## EXCERPT
====
RFC: Rewrite Postgres <-> Pageserver communication

This is not ready, I'm still collecting an organizing my own
thoughts. I will update when it's ready for review.

That said, feel free to leave comments already if you wish.
This commit is contained in:
Heikki Linnakangas
2025-02-13 02:39:39 +02:00
parent e38694742c
commit 87a9afbc64

View File

@@ -0,0 +1,197 @@
# Compute <-> Pageserver Communicator Rewrite
## Summary
## Motivation
- prefetching logic is complicated
- handling async libpq connections in C code are difficult and error-prone
- only few people are comfortable working on the code
- new AIO (maybe) coming up in Postgres v18
- cannot process prefetch replies until another I/O function is called. Makes it impossible to accurately measure when a reply was received
- every backend opens a separate connection to pageservers -> lots of connections, first query in backend is slow
- desire for better protocol, not libpq-based
- By writing the "communicator" as a separate rust module, it can be reused in
tests, outside PostgreSQL.
## Non Goals (if relevant)
- We will keep LFC unmodified for now. It might be a good idea to rewrite it
too, but it's out of scope here.
- We should consider a similar rewrite for the walproposer - safekeeper
communication, but it's out of scope for this RFC
## Impacted components (e.g. pageserver, safekeeper, console, etc)
- Most changes are to the neon extension in compute.
- Pageserver, to implement the new protocol.
## Proposed implementation
- we will use the new implementation with all PostgreSQL versions.
- we will have a feature flag to switch between old and new communicator. Once we're
comfortable with the new communicator, remove old code and protocol.
- What about relation size cache? Out of scope? Or move it to the communicator process,
and have smgrnblocks() requests always through communicator process?
### Communicator process
There is one communicator process in the Postgres server. It's a background
worker process. It handles all communication with the pageservers.
The communicator process is written in a mix of C and Rust. Mostly in Rust, but
some C code is needed to interface with the Postgres facilities. For example:
- logging
- error handling (in a very limited form, we don't want to ereport() on most errors)
- expose a shared memory area for IPC
- signal other processes
We will write unsafe rust or C glue code for those facilities, which allow us to
write the rest of the communicator in safe rust.
The Rust parts of the communicator process can use multiple threads and
tokio. The glue code is written taken that into account, making it safe.
pqrx is a rust crate for writing Postgres extensions in Rust. We will _not_ use
that. It's a fine crate, good for most extensions, but I don't think we need
most of the facilities that it provides. Our wrappers are more low-level than
what most extensions need. We don't expose SQL functions or types from this
extension for example.
====
## DATASET EXTRACT
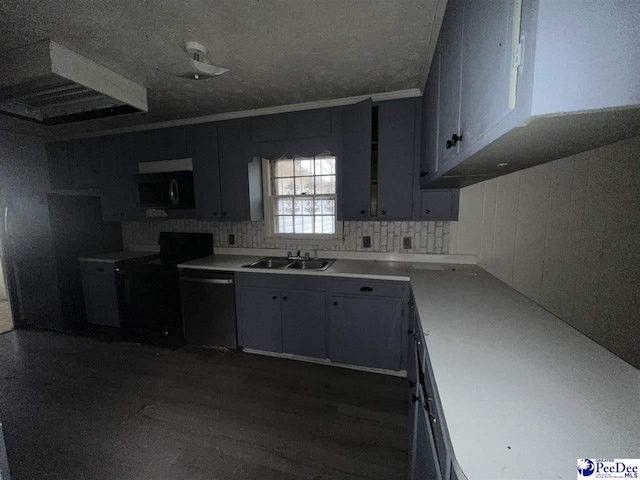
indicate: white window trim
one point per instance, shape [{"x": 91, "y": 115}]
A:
[{"x": 310, "y": 239}]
====
## SET TASKS
1 - List the Postgres facilities that the RFC gives as examples of where C code is needed in the communicator process.
2 - Translate this sentence from the RFC into Spanish: "The communicator process is written in a mix of C and Rust."
3 - Reproduce word for word the passage of the RFC that opens with the words containing "- Pageserver, to" and closes with "through communicator process?".

## SOLUTIONS TO THE TASKS
1 -
- logging
- error handling (in a very limited form, we don't want to ereport() on most errors)
- expose a shared memory area for IPC
- signal other processes

2 - El proceso comunicador está escrito en una mezcla de C y Rust.

3 -
- Pageserver, to implement the new protocol.
## Proposed implementation
- we will use the new implementation with all PostgreSQL versions.
- we will have a feature flag to switch between old and new communicator. Once we're
comfortable with the new communicator, remove old code and protocol.
- What about relation size cache? Out of scope? Or move it to the communicator process,
and have smgrnblocks() requests always through communicator process?